誌上ケース検討会 第81回 知的障害と身体障害をもつ20代男性の就労支援を考える (2007年2月号掲載)

2025/06/24

このコーナーは、月刊誌「ケアマネジャー」(中央法規出版)の創刊号(1999年7月発刊)から第132号(2011年3月号)まで連載された「誌上ケース検討会」の記事を再録するものです。
同記事は、3人のスーパーバイザー(奥川幸子氏、野中猛氏、高橋学氏)が全国各地で行った公開事例検討会の内容を掲載したもので、対人援助職としてのさまざまな学びを得られる連載として好評を博しました。
記事の掲載から年月は経っていますが、今日の視点で読んでも現場実践者の参考になるところは多いと考え、公開することと致しました。


スーパーバイザー

野中 猛
(プロフィールは下記)

 

事例提出者

Mさん(通所授産施設・作業療法士)

 

提出理由

1.言葉による表現が少なく、心の細やかな理解が難しい。
2.障害がどのように生活や人間関係、就労に影響しているのか十分に理解できていない。

# 保存済みの項目
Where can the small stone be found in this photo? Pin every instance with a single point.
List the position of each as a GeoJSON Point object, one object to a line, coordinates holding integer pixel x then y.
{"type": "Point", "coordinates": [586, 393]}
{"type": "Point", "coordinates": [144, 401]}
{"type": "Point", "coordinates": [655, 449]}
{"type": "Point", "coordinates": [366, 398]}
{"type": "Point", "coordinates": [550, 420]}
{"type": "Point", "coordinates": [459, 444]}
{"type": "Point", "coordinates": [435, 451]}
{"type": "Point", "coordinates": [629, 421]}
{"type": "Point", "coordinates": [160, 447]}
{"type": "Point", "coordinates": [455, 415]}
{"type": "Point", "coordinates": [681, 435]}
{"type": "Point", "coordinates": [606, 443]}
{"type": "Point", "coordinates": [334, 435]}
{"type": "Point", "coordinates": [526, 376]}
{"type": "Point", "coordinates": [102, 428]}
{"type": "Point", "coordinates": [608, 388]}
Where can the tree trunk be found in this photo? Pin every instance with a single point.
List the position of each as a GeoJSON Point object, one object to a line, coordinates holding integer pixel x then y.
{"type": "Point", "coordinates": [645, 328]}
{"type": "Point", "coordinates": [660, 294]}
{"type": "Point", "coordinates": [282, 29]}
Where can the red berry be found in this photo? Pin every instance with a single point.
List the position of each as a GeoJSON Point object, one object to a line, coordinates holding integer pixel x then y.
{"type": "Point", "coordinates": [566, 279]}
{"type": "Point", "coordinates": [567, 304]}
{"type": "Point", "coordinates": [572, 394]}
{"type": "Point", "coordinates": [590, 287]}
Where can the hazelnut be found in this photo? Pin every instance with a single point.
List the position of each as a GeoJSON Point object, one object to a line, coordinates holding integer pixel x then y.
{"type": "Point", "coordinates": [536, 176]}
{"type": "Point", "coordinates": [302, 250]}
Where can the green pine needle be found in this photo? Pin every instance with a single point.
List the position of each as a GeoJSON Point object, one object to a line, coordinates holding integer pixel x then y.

# 取り組む課題
誌上ケース検討会の文章を、「同記事は、3人のスーパーバイ」の語句から書き始め、「は多いと考え、公開することと致しました。」まで書いたところで止めて、一字も変えずに書き写してください。

# 課題の解答
同記事は、3人のスーパーバイザー(奥川幸子氏、野中猛氏、高橋学氏)が全国各地で行った公開事例検討会の内容を掲載したもので、対人援助職としてのさまざまな学びを得られる連載として好評を博しました。
記事の掲載から年月は経っていますが、今日の視点で読んでも現場実践者の参考になるところは多いと考え、公開することと致しました。